=== Task goal ===
According to the passage on intercostal nerve blockade, how long may the effect of a single injection last?

=== Quoted passage ===
In the author′s experience, a series of single-shot blocks over the first 3 days has shown to be effective. Recurrent pain after depletion of the local anesthesia is usually considered to be less intense than the initial pain. The application of the blocks can easily be repeated.
In summary, intercostal nerve blockade can be considered equally effective as epidural anesthesia in treating pain and can be safely performed as either continuous administration or repeated injections [28]. It is simple to apply and has no significant neurological complications, nausea, vomiting, dizziness, or epidural bleeding as observed in other measures such as thoracic epidural injection or intravenous patient-controlled opioid analgesia. The disadvantage of this treatment is that multiple injections are necessary in patients with multiple fractures, and the effect of a single injection may only last 6–8 hours [29, 30]. Potential complications of this procedure include iatrogenic pneumothorax, hemothorax, bleeding, and infection [31].

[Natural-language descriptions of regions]
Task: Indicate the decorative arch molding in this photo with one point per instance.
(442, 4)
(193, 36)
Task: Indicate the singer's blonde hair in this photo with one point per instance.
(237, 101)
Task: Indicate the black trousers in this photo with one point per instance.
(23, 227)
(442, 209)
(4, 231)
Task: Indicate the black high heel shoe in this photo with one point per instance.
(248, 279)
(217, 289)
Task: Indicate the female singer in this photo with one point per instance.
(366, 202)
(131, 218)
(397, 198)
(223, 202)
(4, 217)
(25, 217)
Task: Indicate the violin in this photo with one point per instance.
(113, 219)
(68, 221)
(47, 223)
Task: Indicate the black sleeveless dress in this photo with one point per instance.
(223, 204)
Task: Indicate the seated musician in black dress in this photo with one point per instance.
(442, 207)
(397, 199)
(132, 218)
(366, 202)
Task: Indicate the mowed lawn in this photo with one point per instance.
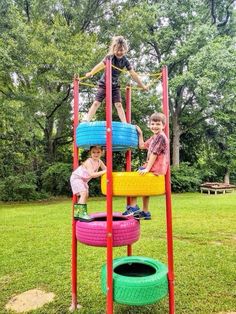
(35, 252)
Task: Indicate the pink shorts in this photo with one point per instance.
(78, 185)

=== Result for this exercise ===
The effect of a single injection may last only 6–8 hours.